Image point annotation entries
····················

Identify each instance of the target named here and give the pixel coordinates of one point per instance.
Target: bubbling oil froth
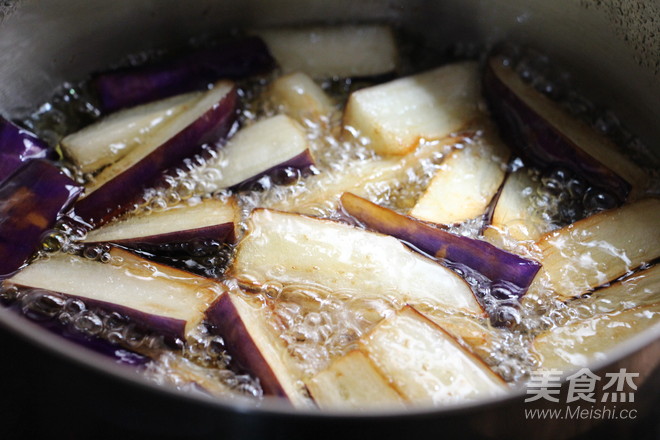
(319, 326)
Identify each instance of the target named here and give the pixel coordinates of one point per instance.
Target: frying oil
(316, 325)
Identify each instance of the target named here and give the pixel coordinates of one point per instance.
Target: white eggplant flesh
(465, 184)
(425, 364)
(581, 343)
(601, 248)
(252, 340)
(399, 115)
(301, 98)
(211, 219)
(515, 215)
(161, 298)
(352, 382)
(292, 248)
(269, 144)
(112, 137)
(192, 110)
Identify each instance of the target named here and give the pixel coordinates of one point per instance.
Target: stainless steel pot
(611, 46)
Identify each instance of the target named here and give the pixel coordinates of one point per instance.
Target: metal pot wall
(611, 46)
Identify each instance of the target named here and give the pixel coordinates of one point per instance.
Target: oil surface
(318, 326)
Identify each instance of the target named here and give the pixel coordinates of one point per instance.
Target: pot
(611, 47)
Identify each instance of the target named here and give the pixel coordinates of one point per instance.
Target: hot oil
(316, 325)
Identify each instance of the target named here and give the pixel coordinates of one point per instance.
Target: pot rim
(275, 406)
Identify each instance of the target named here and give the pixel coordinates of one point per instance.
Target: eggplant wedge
(193, 71)
(292, 248)
(548, 136)
(210, 219)
(31, 201)
(466, 183)
(323, 52)
(120, 185)
(252, 340)
(578, 344)
(601, 248)
(399, 115)
(260, 149)
(353, 382)
(483, 257)
(514, 214)
(18, 146)
(157, 297)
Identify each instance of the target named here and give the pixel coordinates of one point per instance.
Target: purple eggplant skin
(227, 322)
(537, 141)
(18, 146)
(486, 259)
(302, 163)
(31, 200)
(117, 195)
(171, 329)
(116, 353)
(138, 85)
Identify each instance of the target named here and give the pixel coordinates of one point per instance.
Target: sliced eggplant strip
(473, 333)
(640, 289)
(466, 183)
(579, 344)
(261, 149)
(483, 257)
(209, 219)
(353, 382)
(159, 298)
(291, 248)
(337, 51)
(301, 98)
(550, 137)
(399, 115)
(193, 71)
(514, 215)
(601, 248)
(31, 200)
(425, 364)
(122, 183)
(369, 178)
(112, 137)
(253, 341)
(18, 146)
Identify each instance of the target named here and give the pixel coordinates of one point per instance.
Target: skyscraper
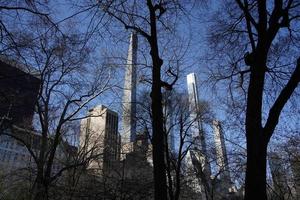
(99, 138)
(168, 115)
(221, 156)
(197, 129)
(129, 97)
(197, 155)
(18, 94)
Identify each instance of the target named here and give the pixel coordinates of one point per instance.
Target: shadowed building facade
(99, 139)
(18, 95)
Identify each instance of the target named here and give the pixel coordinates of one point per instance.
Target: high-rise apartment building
(168, 116)
(221, 155)
(99, 138)
(197, 129)
(18, 94)
(129, 97)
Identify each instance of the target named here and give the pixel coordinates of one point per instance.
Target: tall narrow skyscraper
(168, 115)
(221, 156)
(99, 139)
(199, 151)
(129, 98)
(196, 129)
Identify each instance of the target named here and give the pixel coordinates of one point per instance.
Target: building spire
(129, 97)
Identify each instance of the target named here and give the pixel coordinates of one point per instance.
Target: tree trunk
(255, 186)
(158, 144)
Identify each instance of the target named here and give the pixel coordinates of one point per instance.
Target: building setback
(129, 97)
(99, 138)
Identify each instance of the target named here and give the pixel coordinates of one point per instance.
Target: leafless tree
(264, 35)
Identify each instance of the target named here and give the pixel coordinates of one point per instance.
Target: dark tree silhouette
(263, 34)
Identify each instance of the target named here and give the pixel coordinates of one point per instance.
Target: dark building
(18, 94)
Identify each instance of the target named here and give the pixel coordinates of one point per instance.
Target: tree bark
(159, 165)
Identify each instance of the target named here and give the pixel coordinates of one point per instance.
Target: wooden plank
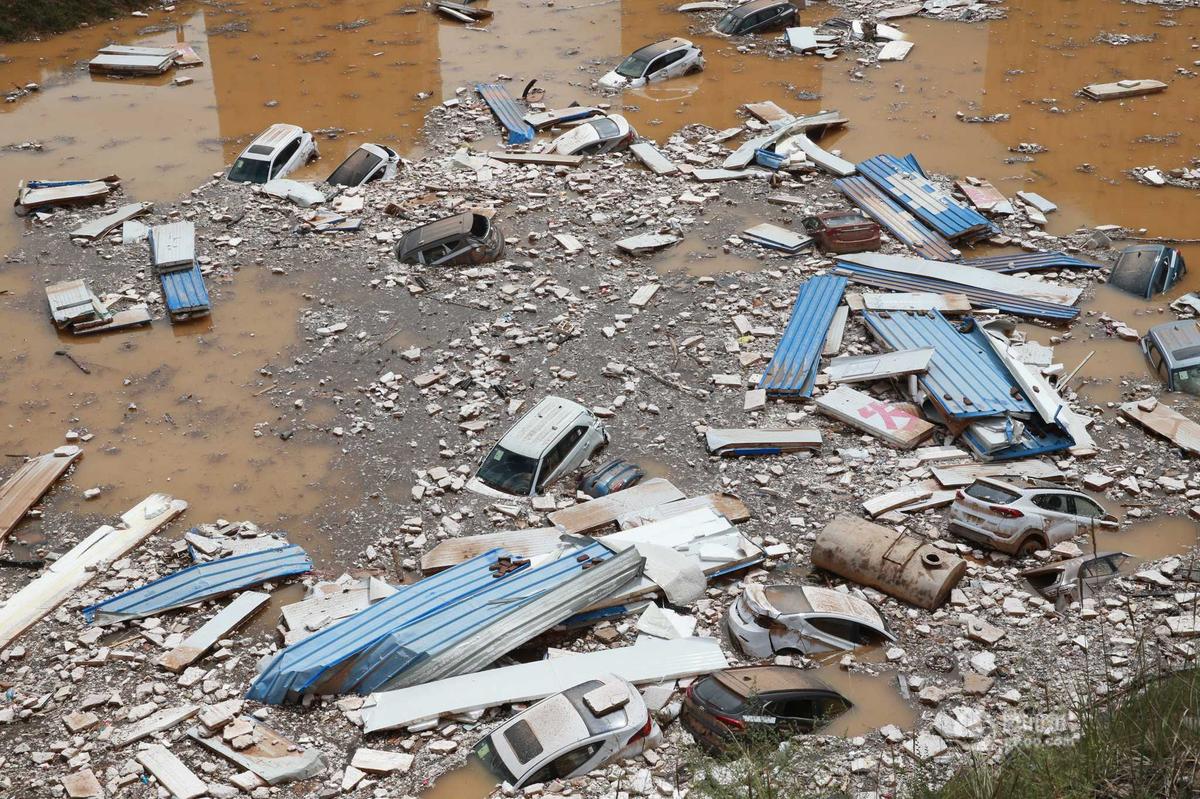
(598, 514)
(171, 773)
(76, 569)
(193, 647)
(861, 368)
(1163, 420)
(27, 485)
(899, 424)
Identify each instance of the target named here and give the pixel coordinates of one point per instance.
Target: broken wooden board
(76, 569)
(899, 424)
(171, 773)
(861, 368)
(1121, 89)
(27, 485)
(193, 647)
(653, 158)
(1163, 420)
(598, 514)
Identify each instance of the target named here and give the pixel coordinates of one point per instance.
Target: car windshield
(508, 472)
(250, 169)
(355, 168)
(633, 67)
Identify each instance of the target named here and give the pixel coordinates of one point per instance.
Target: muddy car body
(457, 240)
(552, 439)
(1017, 520)
(570, 733)
(771, 619)
(666, 59)
(275, 152)
(783, 701)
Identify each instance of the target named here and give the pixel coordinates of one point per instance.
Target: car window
(1053, 503)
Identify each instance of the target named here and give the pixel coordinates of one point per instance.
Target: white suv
(1017, 520)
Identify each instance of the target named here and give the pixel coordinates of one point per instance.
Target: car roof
(659, 48)
(767, 679)
(541, 426)
(1179, 341)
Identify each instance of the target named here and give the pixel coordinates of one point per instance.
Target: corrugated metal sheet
(1029, 262)
(899, 222)
(507, 112)
(201, 582)
(793, 367)
(978, 298)
(382, 641)
(184, 292)
(905, 181)
(172, 245)
(965, 378)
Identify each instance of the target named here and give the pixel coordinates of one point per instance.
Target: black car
(1146, 270)
(780, 701)
(757, 16)
(456, 240)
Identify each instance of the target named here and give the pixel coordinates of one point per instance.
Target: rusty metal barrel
(894, 563)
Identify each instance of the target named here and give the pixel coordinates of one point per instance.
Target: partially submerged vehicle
(1173, 349)
(1020, 520)
(456, 240)
(595, 136)
(780, 700)
(756, 17)
(275, 152)
(667, 59)
(1146, 270)
(367, 163)
(552, 439)
(1075, 578)
(569, 734)
(771, 619)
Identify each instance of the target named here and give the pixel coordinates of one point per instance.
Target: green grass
(21, 19)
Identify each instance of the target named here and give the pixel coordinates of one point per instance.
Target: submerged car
(757, 16)
(457, 240)
(570, 733)
(1173, 349)
(595, 136)
(1017, 520)
(666, 59)
(367, 163)
(1146, 270)
(275, 152)
(552, 439)
(781, 700)
(1075, 578)
(805, 619)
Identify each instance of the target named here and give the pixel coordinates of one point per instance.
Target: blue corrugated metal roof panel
(793, 366)
(507, 112)
(1029, 262)
(899, 222)
(905, 181)
(184, 292)
(965, 377)
(337, 658)
(201, 582)
(978, 298)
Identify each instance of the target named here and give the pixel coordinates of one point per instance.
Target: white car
(595, 136)
(1012, 518)
(658, 61)
(369, 162)
(570, 734)
(552, 439)
(769, 619)
(275, 152)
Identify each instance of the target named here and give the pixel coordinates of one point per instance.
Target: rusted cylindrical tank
(894, 563)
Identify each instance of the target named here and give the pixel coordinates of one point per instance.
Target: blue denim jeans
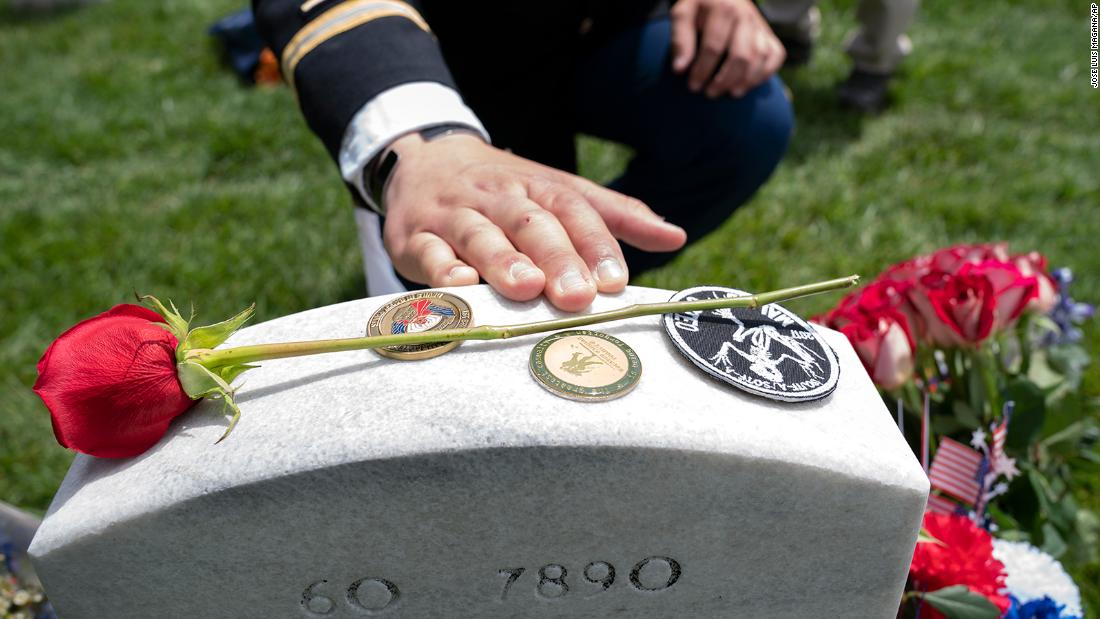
(696, 159)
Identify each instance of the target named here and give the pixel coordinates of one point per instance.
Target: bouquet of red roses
(957, 338)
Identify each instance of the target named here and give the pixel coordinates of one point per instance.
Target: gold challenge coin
(585, 365)
(428, 310)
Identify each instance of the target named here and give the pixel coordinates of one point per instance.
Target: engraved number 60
(317, 604)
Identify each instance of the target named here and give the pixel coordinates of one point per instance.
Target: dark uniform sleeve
(338, 55)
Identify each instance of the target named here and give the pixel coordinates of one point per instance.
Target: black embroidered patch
(768, 351)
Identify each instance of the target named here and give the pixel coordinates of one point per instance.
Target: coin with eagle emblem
(585, 365)
(428, 310)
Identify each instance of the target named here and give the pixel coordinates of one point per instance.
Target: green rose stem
(216, 358)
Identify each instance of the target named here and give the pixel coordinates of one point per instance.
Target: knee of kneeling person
(754, 134)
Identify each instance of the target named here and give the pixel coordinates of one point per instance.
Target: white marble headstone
(360, 486)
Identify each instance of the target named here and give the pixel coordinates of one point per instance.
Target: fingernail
(571, 280)
(521, 271)
(609, 269)
(462, 273)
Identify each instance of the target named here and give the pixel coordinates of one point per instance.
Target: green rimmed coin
(585, 365)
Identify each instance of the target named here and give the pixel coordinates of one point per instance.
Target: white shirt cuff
(395, 112)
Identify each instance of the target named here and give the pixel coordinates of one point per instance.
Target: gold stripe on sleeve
(340, 19)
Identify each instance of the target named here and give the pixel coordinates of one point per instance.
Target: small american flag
(1001, 432)
(942, 505)
(956, 470)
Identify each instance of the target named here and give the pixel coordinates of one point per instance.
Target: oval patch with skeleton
(767, 351)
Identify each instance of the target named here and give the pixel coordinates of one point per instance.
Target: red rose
(878, 321)
(950, 260)
(963, 556)
(1012, 289)
(957, 309)
(884, 345)
(1034, 265)
(110, 383)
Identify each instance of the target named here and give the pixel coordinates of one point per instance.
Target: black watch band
(376, 174)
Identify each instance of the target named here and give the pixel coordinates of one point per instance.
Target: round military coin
(428, 310)
(585, 365)
(767, 351)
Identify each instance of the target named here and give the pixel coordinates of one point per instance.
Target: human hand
(458, 208)
(705, 31)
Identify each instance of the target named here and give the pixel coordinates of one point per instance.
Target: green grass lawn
(131, 159)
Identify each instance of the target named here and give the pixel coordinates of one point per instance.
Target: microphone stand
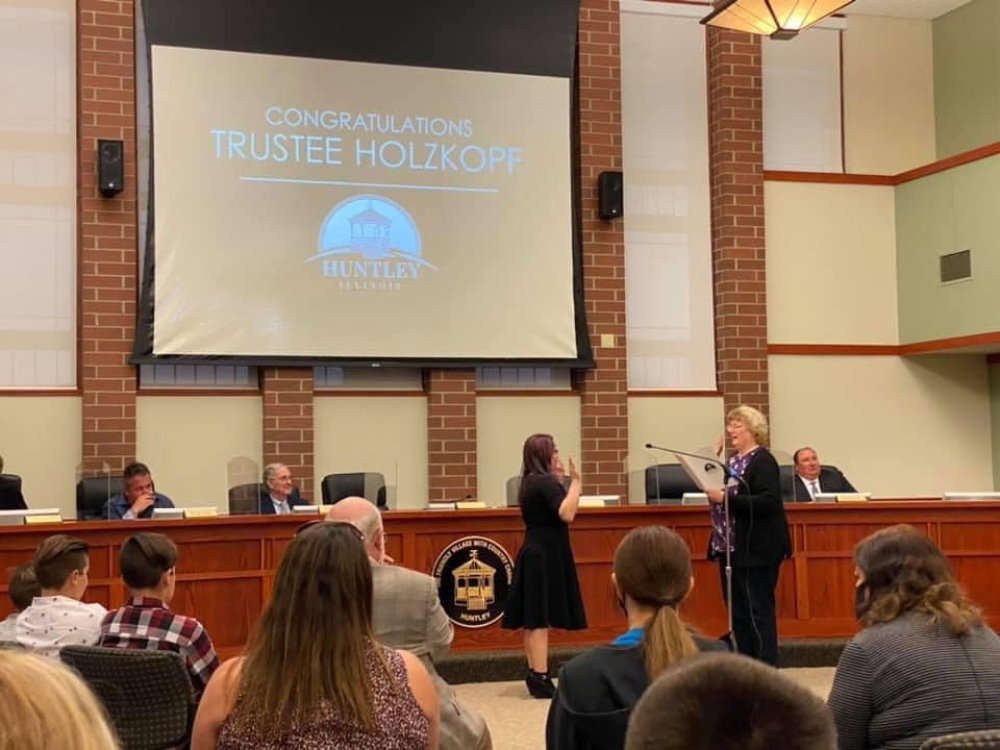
(729, 526)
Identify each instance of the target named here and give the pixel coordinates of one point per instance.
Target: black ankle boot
(540, 684)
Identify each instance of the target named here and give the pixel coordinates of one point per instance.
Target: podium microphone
(730, 474)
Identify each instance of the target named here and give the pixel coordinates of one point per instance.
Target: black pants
(755, 623)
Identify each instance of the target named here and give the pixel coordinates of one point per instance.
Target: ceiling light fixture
(778, 19)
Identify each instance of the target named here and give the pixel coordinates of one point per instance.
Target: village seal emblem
(474, 574)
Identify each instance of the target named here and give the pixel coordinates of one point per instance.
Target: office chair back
(92, 494)
(369, 485)
(667, 483)
(987, 739)
(10, 493)
(148, 694)
(244, 499)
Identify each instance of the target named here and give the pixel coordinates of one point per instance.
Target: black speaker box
(110, 167)
(610, 195)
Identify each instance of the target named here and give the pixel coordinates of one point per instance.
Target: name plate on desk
(853, 497)
(694, 498)
(208, 511)
(22, 516)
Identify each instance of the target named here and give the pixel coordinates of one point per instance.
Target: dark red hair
(537, 455)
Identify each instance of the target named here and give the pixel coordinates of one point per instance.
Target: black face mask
(862, 600)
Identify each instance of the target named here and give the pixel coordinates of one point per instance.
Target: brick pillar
(736, 149)
(604, 390)
(107, 234)
(451, 433)
(288, 423)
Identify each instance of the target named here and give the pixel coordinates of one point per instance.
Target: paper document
(704, 472)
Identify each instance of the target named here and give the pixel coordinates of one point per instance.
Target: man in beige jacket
(408, 615)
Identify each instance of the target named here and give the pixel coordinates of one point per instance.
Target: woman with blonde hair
(751, 540)
(924, 664)
(597, 690)
(45, 706)
(313, 676)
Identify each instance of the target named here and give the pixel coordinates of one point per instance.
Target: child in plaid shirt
(148, 567)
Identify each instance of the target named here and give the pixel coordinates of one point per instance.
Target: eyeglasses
(354, 529)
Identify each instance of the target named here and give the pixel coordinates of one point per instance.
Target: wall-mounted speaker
(610, 195)
(110, 167)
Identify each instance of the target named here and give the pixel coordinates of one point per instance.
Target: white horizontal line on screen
(340, 183)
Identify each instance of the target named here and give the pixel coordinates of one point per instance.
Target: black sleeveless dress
(545, 592)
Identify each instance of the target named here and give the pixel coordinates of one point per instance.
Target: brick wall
(604, 397)
(107, 235)
(451, 433)
(736, 158)
(288, 423)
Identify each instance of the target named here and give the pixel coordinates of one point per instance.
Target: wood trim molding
(375, 393)
(958, 160)
(893, 350)
(526, 393)
(642, 393)
(955, 342)
(829, 178)
(39, 392)
(836, 178)
(835, 350)
(198, 392)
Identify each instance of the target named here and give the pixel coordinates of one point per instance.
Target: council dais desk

····················

Work to be completed — Filter the records down to every line that contains the word "desk", copying each such line.

Written response —
Target: name plate on desk
Target: council dais desk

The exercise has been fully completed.